§ Text provided
+ + + + + + +

That record is in the process of being very comfortably broken – a total of 606 people will be taken from the fishing boat and brought over to the Geo Barents. Space, the precious commodity, will run out quickly.

The biggest area is given over to men, who make up most of the people who are rescued. Upstairs are the minors and also the relatively small number of women.

More than a hundred minors were rescued from the boat. Some are very small – I saw a tiny baby being brought on to a rescue boat, passed gingerly to its mother – and there are fearful toddlers, who cried on the boat and now sit on the Geo Barents, open-eyed and overwhelmed.

There is also a pregnant woman who was carefully helped on after her rescue. Once before, a baby has been born on the Geo Barents and there is a midwife onboard. Most of the children are here with a parent, or parents, and, as we complete one of the runs between wreck and rescue boat, a man asks me to take a photo of him and his small child. The man looks happy; the child stunned.

Food is given out once per day – a bag that contains emergency rations and meals that can be heated up by adding water and squeezing the packet.

We meet Hamdi and Assad, Egyptians who met in Libya and have become close friends. They paint a desperate picture of what life was like on board the boat.

“I was worried about the boat within 30 minutes of getting on board. We all thought it would be bigger and safer than it was. When we left for the first time there were even more people on board – 750 perhaps – but the captain said that we would sink. So about 150 people got off, and then we left.”

He says there were problems with the engine, and then the ship – hopelessly ill-balanced due to overcrowding – was nearly knocked over by large waves. And then, amidst it all, the captain disappeared, having apparently abandoned his ship and its passengers by jumping on to another boat in the middle of the night.

“We all thought we were going to die,” said Hamdi, and Assad nods alongside him. “We had no water, the only food we had left was rotting, people were ill because of the sun, or the cold, or the sea water, or being crammed together, and nobody knew how to steer the boat. I was sure we would die.” He smiles at me. “So now I feel I have been given another life.”

He says the passengers did not know what was going on when they were first approached by a boat. They thought it might be kidnappers or pirates. In fact, it was the Italian coastguard, who assessed the situation, saw that it was grim but salvageable, and called the nearby Geo Barents to ask it to take all the passengers off the stricken fishing boat.

Things are not always so harmonious between the boat and the authorities. The Geo Barents, along with other charity rescue boats, has been criticised by Italy’s government, which claims that it encourages migrants to try to cross the Mediterranean, knowing that there will be a boat to help them along the way.

The reality is that the Mediterranean passage is the most dangerous migrant route in the world, with around 1,000 deaths already this year. But the political debate around migration is as fierce in Italy as it is in many other European countries. In Britain, the focus of migration policy is on small boats; in Italy, ministers talk of big ships, like the Geo Barents.

Those on board shrug off the criticism, pointing out that the coastguard rescues a lot more migrants than they do. But the tension is also clear – earlier this year, the Geo Barents was confined to harbour and fined after officials noted what they said was an administrative error. MSF suspects its work is being deliberately disrupted.

Out at sea, the last migrants are off the fishing boat. The logistical challenge of caring for them is enormous – food, water, bedding, toilets, shelter, clothes, toiletries and medical treatment are all offered. Everywhere you look, there are people sleeping, talking, laughing and eating all within a few square feet. The sense of relief over their rescue does not seem to have dissipated.

And so we set off back towards Italy, to drop off these 606 people and put them into the hands of the Italian authorities. The Geo Barents will be cleaned and loaded with new supplies, and then it will head back out to sea. A beacon of humanitarian goodwill in the minds of some, a magnet of controversy in the opinion of others.

+ + + + + + +

§ Provided records
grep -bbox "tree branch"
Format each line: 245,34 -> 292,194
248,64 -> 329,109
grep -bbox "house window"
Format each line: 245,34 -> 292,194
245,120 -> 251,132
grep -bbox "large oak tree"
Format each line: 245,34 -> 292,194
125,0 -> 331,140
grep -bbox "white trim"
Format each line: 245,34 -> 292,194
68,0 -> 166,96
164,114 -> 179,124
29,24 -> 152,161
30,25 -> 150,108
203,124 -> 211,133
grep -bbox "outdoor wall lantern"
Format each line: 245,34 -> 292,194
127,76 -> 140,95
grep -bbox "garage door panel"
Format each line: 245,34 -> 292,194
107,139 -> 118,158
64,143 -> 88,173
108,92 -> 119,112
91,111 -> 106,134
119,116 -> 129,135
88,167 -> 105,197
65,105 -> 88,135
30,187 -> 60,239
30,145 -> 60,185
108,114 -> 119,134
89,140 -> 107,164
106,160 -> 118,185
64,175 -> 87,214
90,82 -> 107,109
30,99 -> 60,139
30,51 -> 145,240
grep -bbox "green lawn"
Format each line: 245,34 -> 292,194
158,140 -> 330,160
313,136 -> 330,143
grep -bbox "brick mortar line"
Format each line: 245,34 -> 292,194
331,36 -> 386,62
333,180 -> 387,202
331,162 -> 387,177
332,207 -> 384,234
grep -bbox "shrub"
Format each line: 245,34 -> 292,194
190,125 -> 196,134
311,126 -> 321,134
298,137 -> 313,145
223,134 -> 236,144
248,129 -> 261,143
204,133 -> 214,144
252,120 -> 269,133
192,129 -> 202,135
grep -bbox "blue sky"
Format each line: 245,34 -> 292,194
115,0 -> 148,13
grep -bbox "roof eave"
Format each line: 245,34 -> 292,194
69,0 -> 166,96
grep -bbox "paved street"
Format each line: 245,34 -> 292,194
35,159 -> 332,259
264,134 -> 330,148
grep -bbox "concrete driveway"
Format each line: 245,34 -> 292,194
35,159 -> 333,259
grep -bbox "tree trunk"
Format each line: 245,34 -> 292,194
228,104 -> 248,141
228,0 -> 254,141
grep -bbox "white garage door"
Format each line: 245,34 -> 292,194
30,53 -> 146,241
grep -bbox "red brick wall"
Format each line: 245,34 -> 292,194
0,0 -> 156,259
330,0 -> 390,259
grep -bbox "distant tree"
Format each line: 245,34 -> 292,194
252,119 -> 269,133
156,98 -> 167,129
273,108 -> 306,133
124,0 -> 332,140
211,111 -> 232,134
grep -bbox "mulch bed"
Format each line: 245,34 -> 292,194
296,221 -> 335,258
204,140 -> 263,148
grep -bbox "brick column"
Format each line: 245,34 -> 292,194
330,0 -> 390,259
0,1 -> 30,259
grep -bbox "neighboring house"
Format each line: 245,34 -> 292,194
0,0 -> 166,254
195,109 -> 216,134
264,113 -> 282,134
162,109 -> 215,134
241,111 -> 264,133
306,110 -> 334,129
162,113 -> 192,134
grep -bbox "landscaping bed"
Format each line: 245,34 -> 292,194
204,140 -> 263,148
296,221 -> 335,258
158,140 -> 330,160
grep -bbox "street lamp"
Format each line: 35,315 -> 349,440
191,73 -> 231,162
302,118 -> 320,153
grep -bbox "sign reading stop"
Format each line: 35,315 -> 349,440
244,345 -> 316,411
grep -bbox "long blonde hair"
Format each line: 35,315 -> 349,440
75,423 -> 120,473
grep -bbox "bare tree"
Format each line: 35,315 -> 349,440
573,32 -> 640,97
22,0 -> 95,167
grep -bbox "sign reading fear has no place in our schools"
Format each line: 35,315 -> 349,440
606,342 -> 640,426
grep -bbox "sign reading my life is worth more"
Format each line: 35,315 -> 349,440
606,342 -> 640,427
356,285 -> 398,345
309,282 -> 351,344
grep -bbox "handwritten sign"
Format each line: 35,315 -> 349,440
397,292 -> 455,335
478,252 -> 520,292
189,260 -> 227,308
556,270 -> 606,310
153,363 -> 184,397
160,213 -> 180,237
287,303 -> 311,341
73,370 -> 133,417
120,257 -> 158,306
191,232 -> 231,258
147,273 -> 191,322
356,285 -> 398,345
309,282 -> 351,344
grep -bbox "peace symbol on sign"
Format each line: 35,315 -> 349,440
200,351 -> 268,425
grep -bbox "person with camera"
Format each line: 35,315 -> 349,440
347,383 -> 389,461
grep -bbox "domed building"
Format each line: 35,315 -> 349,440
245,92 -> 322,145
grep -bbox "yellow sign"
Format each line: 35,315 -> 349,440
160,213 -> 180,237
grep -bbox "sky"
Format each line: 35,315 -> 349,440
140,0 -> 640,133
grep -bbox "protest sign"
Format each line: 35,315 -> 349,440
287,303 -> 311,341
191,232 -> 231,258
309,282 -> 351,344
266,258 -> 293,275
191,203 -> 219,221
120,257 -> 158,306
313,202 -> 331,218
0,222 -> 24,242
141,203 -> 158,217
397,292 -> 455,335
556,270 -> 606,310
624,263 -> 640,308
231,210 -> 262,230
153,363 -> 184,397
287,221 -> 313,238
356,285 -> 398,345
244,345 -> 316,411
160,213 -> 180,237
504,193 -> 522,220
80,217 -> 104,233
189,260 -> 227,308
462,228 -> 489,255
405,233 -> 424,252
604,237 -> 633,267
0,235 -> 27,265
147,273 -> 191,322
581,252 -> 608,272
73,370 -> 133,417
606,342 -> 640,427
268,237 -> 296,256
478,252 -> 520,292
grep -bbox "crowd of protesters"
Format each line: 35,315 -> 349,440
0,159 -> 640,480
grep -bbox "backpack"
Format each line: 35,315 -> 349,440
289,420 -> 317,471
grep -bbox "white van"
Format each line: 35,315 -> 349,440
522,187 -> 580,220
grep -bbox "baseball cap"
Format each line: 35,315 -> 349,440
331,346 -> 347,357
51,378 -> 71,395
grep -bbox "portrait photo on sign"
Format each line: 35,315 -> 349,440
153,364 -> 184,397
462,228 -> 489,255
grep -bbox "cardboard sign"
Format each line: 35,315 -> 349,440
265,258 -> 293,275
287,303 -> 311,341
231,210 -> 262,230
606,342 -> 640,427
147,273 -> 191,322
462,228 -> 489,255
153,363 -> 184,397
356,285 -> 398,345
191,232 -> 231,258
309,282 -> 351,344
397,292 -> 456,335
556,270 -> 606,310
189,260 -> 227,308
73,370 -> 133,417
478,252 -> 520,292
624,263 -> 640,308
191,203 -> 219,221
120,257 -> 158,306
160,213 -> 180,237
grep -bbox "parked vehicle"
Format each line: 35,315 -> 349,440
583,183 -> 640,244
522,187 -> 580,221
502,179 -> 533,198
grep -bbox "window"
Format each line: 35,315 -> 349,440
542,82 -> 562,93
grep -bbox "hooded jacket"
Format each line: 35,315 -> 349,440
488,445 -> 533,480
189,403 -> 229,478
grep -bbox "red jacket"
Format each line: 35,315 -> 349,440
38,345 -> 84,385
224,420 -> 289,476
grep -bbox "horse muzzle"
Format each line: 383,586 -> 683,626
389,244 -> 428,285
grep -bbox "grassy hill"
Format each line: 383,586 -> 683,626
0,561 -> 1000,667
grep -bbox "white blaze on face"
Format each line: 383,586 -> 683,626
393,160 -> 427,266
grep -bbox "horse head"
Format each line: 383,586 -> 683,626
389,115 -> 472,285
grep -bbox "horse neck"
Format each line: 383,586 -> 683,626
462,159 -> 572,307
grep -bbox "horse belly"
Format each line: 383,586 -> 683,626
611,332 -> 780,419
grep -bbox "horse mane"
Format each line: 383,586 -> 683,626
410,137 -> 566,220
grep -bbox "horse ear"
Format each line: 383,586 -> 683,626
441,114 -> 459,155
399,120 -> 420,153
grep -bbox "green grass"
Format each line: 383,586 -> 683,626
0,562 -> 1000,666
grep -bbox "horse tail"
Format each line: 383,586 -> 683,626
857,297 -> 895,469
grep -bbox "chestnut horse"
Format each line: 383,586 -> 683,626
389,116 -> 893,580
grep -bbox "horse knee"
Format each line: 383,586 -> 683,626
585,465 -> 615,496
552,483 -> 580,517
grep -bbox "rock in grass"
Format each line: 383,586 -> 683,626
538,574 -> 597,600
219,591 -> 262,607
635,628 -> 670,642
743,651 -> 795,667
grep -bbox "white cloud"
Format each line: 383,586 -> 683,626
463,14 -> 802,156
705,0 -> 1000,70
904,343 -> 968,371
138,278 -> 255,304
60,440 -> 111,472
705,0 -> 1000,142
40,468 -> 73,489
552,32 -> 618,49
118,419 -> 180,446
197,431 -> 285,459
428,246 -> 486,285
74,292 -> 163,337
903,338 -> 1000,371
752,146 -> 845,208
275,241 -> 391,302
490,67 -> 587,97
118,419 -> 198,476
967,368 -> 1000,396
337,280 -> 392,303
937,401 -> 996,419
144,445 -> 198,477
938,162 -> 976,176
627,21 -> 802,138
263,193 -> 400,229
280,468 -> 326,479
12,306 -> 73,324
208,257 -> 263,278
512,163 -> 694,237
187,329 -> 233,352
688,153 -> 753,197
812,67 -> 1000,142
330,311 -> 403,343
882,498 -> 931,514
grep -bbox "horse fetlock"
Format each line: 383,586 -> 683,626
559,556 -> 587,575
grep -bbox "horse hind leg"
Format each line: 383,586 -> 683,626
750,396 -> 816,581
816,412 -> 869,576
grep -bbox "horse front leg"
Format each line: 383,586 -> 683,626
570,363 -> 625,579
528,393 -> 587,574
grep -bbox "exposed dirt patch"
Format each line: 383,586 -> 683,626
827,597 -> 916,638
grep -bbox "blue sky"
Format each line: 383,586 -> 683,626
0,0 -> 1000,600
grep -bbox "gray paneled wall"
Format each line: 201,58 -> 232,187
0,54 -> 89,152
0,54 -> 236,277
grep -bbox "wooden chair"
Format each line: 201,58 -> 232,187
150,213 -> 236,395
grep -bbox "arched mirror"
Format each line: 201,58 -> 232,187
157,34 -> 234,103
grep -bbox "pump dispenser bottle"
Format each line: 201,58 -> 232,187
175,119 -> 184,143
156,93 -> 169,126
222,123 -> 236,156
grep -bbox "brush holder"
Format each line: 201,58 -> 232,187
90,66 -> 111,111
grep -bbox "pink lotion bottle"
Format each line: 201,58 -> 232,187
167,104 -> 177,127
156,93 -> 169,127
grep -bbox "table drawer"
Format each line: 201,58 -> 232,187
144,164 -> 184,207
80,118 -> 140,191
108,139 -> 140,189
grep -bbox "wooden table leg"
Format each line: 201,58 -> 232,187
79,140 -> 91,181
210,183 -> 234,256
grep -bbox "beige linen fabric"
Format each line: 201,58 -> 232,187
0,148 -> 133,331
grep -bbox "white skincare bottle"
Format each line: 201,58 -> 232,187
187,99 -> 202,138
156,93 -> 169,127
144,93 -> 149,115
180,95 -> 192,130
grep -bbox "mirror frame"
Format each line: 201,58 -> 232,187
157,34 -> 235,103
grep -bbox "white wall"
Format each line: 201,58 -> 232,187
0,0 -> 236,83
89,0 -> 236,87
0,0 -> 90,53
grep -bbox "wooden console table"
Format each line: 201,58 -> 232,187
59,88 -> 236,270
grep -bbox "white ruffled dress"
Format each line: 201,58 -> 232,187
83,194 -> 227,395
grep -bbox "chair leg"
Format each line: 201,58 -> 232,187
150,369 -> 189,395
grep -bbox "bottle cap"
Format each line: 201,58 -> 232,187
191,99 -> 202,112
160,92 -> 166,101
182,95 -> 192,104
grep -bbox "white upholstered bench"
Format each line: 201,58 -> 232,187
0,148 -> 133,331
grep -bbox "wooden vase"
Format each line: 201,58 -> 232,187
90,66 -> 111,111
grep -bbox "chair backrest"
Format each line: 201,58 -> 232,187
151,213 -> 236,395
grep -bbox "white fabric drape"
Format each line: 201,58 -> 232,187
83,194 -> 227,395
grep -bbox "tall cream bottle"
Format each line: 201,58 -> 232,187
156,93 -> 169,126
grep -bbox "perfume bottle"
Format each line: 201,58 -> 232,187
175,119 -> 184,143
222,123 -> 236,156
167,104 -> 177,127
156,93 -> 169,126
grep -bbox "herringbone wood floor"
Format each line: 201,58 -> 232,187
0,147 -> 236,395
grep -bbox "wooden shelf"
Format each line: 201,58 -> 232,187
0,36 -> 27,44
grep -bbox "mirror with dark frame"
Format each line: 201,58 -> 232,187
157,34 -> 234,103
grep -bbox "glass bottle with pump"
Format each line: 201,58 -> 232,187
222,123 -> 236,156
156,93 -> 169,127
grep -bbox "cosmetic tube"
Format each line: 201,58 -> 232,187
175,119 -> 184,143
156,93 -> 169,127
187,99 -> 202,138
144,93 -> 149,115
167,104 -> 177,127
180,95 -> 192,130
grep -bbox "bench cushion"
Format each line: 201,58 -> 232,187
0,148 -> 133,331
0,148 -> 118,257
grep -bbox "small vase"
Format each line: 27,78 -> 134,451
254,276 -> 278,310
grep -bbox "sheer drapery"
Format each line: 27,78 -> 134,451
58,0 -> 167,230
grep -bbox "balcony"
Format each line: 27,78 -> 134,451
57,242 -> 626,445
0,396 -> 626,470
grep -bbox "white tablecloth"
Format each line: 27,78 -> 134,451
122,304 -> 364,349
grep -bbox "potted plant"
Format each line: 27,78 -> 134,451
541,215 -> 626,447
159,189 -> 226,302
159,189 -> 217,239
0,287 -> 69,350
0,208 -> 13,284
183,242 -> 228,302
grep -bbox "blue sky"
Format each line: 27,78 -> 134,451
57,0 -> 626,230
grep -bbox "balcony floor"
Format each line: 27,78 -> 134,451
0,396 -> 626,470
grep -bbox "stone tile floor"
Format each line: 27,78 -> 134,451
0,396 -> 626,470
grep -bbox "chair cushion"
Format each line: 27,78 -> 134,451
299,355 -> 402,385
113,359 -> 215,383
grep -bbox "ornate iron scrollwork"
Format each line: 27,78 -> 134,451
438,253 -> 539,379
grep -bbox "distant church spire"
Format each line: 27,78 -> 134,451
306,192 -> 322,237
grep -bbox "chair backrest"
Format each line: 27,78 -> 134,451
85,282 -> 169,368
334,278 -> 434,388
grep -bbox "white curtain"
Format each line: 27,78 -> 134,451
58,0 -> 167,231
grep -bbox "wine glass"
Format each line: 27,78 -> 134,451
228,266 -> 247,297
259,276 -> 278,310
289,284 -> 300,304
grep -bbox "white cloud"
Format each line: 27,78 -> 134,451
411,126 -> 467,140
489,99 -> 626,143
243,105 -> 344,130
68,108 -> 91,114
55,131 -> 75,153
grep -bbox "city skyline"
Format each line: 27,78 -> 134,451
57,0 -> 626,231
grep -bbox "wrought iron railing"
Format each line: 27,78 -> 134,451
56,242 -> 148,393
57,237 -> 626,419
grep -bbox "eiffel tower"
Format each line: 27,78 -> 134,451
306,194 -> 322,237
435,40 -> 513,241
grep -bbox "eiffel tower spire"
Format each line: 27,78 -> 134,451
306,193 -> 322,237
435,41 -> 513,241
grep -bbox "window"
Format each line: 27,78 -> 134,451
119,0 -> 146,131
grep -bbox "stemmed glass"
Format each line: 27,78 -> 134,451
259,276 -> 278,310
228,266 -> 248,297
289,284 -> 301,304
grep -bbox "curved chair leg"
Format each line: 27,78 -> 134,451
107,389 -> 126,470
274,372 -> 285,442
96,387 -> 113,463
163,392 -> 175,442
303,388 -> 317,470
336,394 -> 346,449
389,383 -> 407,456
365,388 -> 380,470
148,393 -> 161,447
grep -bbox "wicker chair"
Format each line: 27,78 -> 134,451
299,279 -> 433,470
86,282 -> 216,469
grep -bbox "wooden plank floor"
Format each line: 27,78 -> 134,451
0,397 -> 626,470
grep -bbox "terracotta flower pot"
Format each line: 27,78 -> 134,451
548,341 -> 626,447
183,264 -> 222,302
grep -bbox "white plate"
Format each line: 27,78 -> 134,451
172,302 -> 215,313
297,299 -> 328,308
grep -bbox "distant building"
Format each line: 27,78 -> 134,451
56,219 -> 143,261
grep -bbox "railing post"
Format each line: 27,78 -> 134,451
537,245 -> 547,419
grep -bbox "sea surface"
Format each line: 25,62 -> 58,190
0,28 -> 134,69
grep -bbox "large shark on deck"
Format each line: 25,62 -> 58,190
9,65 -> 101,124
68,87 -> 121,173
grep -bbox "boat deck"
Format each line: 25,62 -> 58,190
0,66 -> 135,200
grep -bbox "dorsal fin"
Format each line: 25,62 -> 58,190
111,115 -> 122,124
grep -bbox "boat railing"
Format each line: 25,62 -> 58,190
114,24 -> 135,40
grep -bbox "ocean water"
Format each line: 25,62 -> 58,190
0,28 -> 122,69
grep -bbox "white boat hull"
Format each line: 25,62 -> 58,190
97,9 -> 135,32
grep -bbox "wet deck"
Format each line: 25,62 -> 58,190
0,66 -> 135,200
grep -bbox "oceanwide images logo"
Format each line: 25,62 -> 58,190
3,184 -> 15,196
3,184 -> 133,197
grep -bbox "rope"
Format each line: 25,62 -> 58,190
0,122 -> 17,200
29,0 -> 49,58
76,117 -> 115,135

+ + + + + + +

§ Task 1
According to the text about the Geo Barents rescue, how many people were taken from the fishing boat?
§ Task 2
Reproduce the portion of the text about the Geo Barents rescue from "Out at sea, the" to "to have dissipated.".

§ Answer box 1
606 people.

§ Answer box 2
Out at sea, the last migrants are off the fishing boat. The logistical challenge of caring for them is enormous – food, water, bedding, toilets, shelter, clothes, toiletries and medical treatment are all offered. Everywhere you look, there are people sleeping, talking, laughing and eating all within a few square feet. The sense of relief over their rescue does not seem to have dissipated.